Rows in a dataset:
##########

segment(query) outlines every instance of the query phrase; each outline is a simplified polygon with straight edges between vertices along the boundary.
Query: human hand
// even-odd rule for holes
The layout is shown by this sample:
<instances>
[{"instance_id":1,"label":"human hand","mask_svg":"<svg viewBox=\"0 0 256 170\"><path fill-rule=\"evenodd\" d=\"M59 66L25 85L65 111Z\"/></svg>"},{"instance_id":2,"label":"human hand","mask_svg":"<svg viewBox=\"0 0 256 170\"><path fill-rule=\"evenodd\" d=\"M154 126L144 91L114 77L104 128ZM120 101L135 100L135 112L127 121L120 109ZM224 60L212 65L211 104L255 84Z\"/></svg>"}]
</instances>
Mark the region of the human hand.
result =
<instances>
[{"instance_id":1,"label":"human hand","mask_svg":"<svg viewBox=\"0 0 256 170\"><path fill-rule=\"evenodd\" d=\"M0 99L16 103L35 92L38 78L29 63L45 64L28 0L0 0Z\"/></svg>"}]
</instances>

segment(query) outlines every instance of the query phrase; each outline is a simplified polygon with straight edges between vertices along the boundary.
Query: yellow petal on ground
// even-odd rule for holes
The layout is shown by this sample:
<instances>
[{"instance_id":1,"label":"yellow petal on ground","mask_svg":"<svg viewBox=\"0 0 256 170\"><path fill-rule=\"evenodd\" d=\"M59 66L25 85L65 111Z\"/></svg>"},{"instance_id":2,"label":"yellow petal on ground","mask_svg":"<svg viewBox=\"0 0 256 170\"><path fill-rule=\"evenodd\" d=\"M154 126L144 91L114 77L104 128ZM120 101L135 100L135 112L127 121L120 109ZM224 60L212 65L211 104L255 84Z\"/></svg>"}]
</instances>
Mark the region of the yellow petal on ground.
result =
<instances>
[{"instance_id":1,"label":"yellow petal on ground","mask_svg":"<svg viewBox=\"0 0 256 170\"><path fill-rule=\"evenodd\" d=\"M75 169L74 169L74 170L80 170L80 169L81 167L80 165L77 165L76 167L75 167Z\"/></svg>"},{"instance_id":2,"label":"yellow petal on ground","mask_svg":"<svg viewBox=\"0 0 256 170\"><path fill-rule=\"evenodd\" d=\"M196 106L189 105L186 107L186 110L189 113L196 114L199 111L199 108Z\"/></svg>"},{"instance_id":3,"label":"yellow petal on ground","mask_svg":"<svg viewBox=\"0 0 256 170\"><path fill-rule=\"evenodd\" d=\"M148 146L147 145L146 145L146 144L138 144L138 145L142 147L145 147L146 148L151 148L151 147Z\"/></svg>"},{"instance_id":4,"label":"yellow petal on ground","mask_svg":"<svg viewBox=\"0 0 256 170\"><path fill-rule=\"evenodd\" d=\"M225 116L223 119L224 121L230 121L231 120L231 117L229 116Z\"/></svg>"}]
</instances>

##########

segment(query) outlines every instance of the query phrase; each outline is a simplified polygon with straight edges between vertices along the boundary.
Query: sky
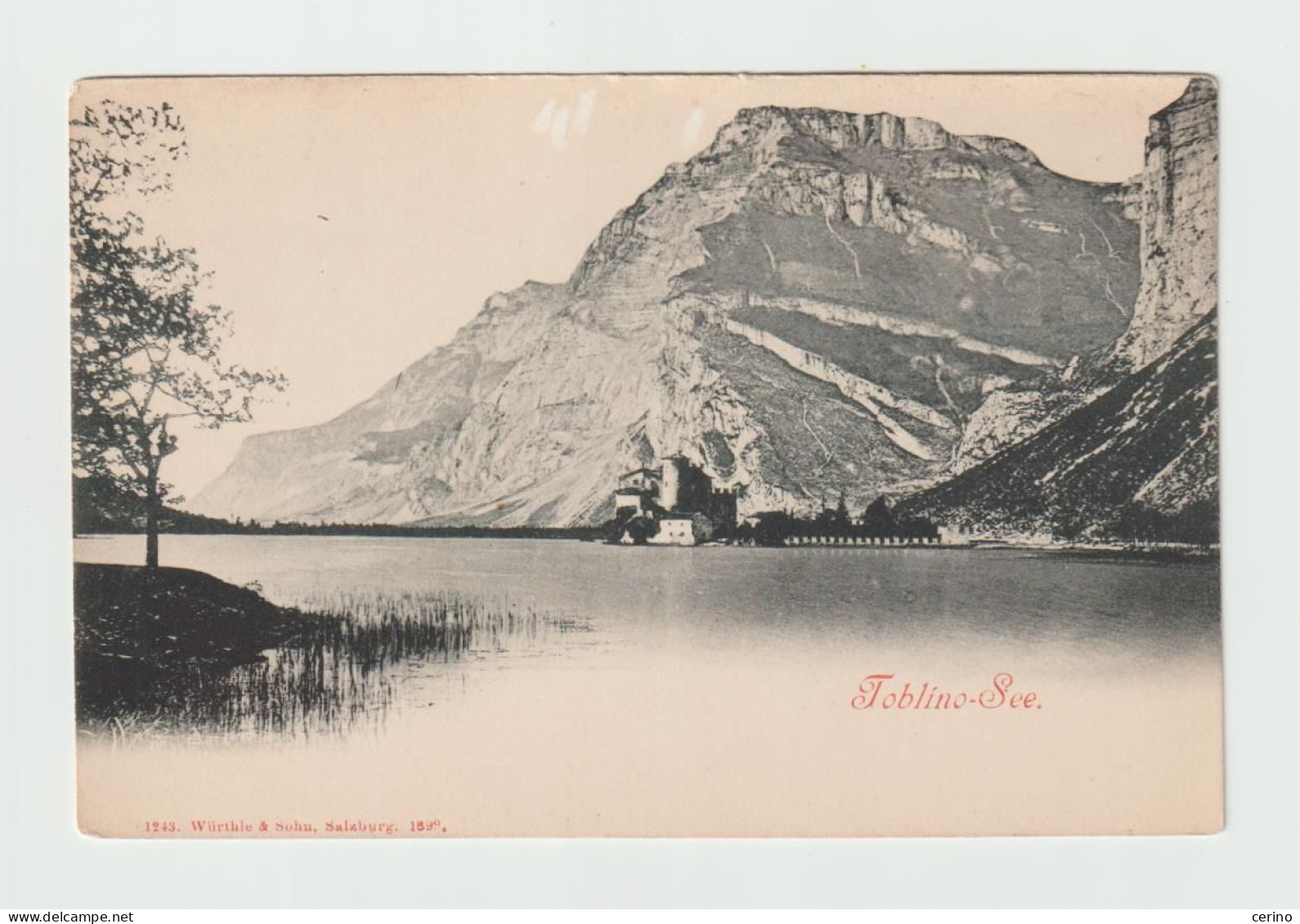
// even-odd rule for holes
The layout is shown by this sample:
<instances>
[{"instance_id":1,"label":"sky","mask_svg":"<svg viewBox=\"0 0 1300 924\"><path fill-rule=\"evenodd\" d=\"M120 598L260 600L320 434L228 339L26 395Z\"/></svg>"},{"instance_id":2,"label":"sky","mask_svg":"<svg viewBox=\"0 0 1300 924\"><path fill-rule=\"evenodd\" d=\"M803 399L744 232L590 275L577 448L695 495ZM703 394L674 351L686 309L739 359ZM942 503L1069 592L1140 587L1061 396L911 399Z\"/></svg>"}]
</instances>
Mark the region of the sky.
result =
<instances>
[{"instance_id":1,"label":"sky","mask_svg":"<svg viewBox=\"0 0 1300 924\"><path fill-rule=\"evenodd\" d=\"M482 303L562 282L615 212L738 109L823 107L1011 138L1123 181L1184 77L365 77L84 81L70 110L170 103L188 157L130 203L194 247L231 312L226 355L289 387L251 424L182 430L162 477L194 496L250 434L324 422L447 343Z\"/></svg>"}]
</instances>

##########

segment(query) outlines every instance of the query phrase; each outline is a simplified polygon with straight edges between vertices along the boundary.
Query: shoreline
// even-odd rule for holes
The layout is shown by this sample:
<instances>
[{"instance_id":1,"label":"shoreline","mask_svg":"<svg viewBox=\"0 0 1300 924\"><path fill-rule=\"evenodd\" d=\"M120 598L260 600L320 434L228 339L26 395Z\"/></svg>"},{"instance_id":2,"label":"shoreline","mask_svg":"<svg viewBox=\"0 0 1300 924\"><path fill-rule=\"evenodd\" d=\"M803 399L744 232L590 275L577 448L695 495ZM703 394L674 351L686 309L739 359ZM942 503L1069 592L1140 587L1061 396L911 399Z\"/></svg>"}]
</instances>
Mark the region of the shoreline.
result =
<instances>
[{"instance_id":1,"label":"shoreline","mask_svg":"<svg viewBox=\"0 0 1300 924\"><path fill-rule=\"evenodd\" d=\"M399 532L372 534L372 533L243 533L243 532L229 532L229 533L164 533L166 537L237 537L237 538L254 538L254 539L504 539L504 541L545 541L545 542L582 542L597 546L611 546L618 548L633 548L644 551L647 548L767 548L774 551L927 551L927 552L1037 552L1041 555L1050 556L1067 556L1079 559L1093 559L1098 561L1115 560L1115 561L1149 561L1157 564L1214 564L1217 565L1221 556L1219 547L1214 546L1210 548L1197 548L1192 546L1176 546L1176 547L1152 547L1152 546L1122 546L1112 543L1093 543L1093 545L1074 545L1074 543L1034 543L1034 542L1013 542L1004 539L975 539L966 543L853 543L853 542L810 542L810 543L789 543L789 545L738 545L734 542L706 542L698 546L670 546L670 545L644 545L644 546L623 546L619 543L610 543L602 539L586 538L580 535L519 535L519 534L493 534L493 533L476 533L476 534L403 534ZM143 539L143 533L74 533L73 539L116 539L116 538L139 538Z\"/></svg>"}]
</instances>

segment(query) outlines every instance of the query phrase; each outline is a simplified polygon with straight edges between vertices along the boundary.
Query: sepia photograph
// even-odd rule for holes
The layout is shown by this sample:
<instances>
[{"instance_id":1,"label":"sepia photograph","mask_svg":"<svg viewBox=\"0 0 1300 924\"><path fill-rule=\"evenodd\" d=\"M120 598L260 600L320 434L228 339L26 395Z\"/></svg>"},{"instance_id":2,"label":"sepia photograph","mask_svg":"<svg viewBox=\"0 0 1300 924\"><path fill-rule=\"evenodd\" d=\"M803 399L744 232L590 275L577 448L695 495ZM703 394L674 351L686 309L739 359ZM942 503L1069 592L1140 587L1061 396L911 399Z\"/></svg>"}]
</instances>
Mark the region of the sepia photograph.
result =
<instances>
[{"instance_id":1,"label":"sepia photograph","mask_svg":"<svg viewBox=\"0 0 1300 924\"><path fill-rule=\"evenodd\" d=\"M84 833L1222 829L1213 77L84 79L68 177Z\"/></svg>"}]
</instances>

##########

Requirement: Return every line of the rows above that contains the word "Mark", matching its case exactly.

Solution to this problem:
Mark the region of the human hand.
Mark the region of the yellow petal on ground.
Mark the region of the sky.
Mark the region of the shoreline.
Mark the region of the sepia photograph.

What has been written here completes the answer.